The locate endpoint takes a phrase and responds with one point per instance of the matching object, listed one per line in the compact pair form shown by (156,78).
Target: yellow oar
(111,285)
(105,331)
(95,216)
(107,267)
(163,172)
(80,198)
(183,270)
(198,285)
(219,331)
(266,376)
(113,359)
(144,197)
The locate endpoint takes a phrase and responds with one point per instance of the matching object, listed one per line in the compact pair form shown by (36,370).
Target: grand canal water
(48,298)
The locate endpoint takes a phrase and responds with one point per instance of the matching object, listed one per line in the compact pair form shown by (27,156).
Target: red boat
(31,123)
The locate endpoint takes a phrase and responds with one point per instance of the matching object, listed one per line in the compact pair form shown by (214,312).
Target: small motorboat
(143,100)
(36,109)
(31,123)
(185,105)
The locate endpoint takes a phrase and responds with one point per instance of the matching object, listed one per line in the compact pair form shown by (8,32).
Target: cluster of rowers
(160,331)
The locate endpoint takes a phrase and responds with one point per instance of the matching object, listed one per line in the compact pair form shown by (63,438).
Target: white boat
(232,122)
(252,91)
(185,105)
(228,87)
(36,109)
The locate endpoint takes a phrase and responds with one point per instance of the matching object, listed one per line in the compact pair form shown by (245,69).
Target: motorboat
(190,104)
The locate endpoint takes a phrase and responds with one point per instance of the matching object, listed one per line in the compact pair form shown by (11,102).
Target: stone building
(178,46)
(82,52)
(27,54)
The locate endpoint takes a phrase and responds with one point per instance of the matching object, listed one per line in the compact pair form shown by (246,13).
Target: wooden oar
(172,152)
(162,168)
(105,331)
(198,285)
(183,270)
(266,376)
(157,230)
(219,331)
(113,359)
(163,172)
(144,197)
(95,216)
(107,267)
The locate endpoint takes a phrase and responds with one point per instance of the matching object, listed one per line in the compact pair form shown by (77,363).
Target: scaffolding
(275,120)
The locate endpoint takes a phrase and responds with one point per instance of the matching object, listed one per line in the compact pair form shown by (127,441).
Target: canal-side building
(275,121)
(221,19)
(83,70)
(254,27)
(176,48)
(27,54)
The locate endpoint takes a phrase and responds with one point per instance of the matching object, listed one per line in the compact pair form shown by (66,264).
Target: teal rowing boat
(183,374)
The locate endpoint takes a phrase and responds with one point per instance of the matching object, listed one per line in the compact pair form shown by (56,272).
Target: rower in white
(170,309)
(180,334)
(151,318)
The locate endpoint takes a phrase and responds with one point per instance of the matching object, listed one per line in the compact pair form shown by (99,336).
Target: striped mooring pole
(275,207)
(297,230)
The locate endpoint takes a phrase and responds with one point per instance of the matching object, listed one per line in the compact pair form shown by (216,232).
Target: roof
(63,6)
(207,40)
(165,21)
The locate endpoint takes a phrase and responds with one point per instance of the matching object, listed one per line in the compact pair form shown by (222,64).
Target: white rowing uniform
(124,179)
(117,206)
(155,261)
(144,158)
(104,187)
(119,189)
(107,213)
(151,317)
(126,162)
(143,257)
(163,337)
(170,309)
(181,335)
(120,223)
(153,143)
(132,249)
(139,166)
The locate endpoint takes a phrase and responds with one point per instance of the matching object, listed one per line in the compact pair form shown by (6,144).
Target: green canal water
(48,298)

------------

--- Aim ---
Copy the material above, line for line.

--- Exercise solution ---
The locate endpoint takes a phrase and responds with one point per instance of the matching object, listed one per line in the compact pair form shown by (156,78).
Target: yellow oar
(111,285)
(105,331)
(95,216)
(107,267)
(163,172)
(80,198)
(183,270)
(198,285)
(219,331)
(266,376)
(113,359)
(144,197)
The locate endpoint takes a phrase and responds with one point per instance of the matching object, listed one per line in the compact pair form shown by (36,370).
Target: grand canal water
(48,298)
The locate endpoint takes a phrase and responds with one point per instance of the matching object, listed one per line in the compact pair form shown by (27,156).
Target: red boat
(31,123)
The locate endpoint takes a phrase and responds with one point per instance of the matching object, listed one per line in the compact pair form shown by (214,312).
Target: small motorboat
(143,100)
(36,109)
(31,123)
(185,105)
The locate endpoint takes a phrase and responds with one point per instance of the matching object, listed one per line in the compact pair form shown by (8,32).
Target: cluster of rowers
(160,331)
The locate endpoint takes a phrase and responds with one point per instance of the matching object, listed one per line in the compact pair form shown by (63,438).
Target: white boat
(232,122)
(252,91)
(185,105)
(228,87)
(36,109)
The locate endpoint takes a phrase and responds with one point per instance of the matching object, listed one per line in the compact pair form shown by (245,69).
Target: motorboat
(190,104)
The locate endpoint takes a phrase and responds with one point per instance of the matching object, listed one per line in the compact pair form shown by (11,102).
Target: stone building
(178,46)
(82,52)
(27,54)
The locate endpoint takes a phrase and responds with one point per instance of the matching object, listed one per line in the compact pair form shown by (246,13).
Target: wooden oar
(172,152)
(162,168)
(105,331)
(198,285)
(183,270)
(266,376)
(157,230)
(219,331)
(113,359)
(163,172)
(144,197)
(95,216)
(107,267)
The locate endpoint takes a phrase and responds with one point per instance of the matching object, listed one per line in the compact pair form shown by (77,363).
Target: scaffolding
(275,120)
The locate endpoint takes a phrase and responds with one point per instance of the matching object, listed one per line in the compact pair form shown by (127,441).
Target: canal-side building
(275,121)
(221,19)
(83,70)
(254,27)
(176,48)
(27,54)
The locate endpoint takes a phrase and responds with one point per instance of the matching object, listed one per line in the compact pair form shown by (66,264).
Target: teal rowing boat
(183,374)
The locate endpoint takes a phrase and responds with one point per instance of the matching object, listed one per line in the compact pair form shown by (56,272).
Target: rower in white
(170,309)
(180,334)
(151,318)
The locate endpoint takes a phrase and responds with one point per instance of the matching object, listed one per line in the compact pair form shown by (99,336).
Target: striped mooring pole
(275,207)
(297,230)
The locate endpoint takes a phrase and responds with one point per instance of the matching object, listed one per line in the compact pair form shown by (216,232).
Target: roof
(63,6)
(207,40)
(165,21)
The locate endpoint takes a phrase and responds with one point per instance of the matching object, listed one per line in the compact pair form shown by (222,64).
Target: white rowing uniform
(124,179)
(117,206)
(155,261)
(144,158)
(104,187)
(119,189)
(107,213)
(151,317)
(126,162)
(143,257)
(163,337)
(170,309)
(181,335)
(120,223)
(153,143)
(132,249)
(139,166)
The locate endpoint takes a phrase and responds with one point per instance of the matching object, listed one per line in the compact pair form shown by (6,144).
Target: green canal water
(48,298)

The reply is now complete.